* _Parts of the exercise_:
1/ List the examples of an artifact given in the passage on shared artifacts versus redundant infrastructure.
2/ Resume the passage on shared artifacts versus redundant infrastructure, picking up right after its final sentence.

* _Text passage_:
^^^^

Shared Artifacts vs Redundant Infrastructure
Another angle that puts China’s embrace of open source and the US’s preference for closed source in direct contrast is this tension between building on shared artifacts versus developing in silos with redundant infrastructure. Stoica talked a lot about this point in his podcast interview.
In the world of technology R&D or academia, an artifact is akin to a building block. It can be a set of open model weights. A library that speeds up parallel processing in training. A toolchain to deploy models more efficiently or safely. It is a modularized piece of reusable technology that someone else can use or build on top of. Open source is effectively a technology building methodology that pieces together artifacts in the public domain to achieve new progress. Implicit in sharing artifacts via open source is that it reduces redundant efforts. Everyone who is working on the same general problem more or less knows what everyone else is working on, what elements have been solved and reduced into an artifact, and what problems are left, and thus make good directions for people to focus their energy on. It does take a lot of coordination and doesn’t work as perfectly in real life, but it is at least designed to be an efficient way to collectively advance progress and knowledge.

^^^^

* _Dataset entries_:
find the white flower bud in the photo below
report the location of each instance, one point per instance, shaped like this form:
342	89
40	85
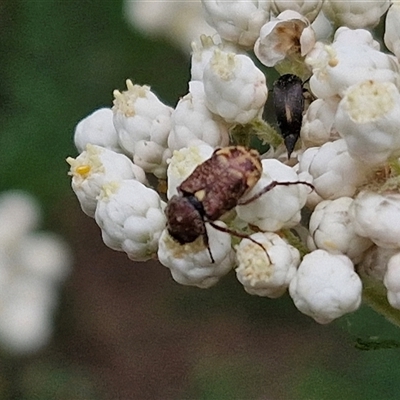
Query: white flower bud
191	263
237	21
131	218
25	318
97	128
281	37
202	51
318	122
392	281
368	118
332	230
322	27
140	116
44	255
377	217
192	122
264	275
152	157
280	207
335	173
352	58
355	14
183	163
307	8
19	214
234	87
392	29
325	286
95	167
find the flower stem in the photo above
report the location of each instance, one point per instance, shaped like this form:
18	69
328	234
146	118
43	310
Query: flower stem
374	295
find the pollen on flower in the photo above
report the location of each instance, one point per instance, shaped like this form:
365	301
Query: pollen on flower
254	263
332	54
108	190
83	170
224	64
370	100
88	163
124	102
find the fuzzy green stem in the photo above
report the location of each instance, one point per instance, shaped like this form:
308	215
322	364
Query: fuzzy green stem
374	295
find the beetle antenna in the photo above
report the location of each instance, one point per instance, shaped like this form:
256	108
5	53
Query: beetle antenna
270	187
207	244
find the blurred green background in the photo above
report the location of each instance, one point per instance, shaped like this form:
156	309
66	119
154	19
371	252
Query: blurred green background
126	330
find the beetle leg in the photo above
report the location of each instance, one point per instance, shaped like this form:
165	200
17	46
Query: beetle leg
239	235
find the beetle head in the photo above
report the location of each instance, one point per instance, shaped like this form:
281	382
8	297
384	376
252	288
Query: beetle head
185	223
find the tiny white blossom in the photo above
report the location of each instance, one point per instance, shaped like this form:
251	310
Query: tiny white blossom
192	122
392	281
97	128
95	167
131	218
318	125
202	51
281	206
353	57
392	29
325	286
356	14
307	8
262	274
237	21
322	27
368	118
286	35
182	164
377	217
140	119
332	230
191	263
335	173
235	88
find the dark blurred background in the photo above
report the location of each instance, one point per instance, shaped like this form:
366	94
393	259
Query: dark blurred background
126	330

^^^^

* _Answers provided_:
1/
- A set of open model weights
- A library that speeds up parallel processing in training
- A toolchain to deploy models more efficiently or safely

2/
Working in silos in a closed source setting has the opposite effect. In Stoica’s estimation, all the leading American AI labs are doing more or less the same thing. Because they are functioning in silos, and “sharing” only happens if certain key people are poached from one lab to another (assuming no corporate espionage or violation of non-disclosure agreements), there are no shared artifacts to build on. Even Meta, the most open leading AI lab in the US, is resorting to a massive spending spree, not shared artifacts, to catch up.
Meanwhile, a whole lot of infrastructure is being built to support these silos. According to Coatue, the 2025 cloud AI data center infrastructure spend is expected to reach a whopping $365 billion among the top six big tech spenders – Amazon, Microsoft, Google, Meta, Oracle, and Tesla. This estimate likely does not include the full extent of Stargate, the project that the “DeepSeek moment” initially embarrassed in the first place. A good percentage of all this capital expenditure, I suspect, is redundant infrastructure in service of the many siloed labs, in lieu of shared artifacts.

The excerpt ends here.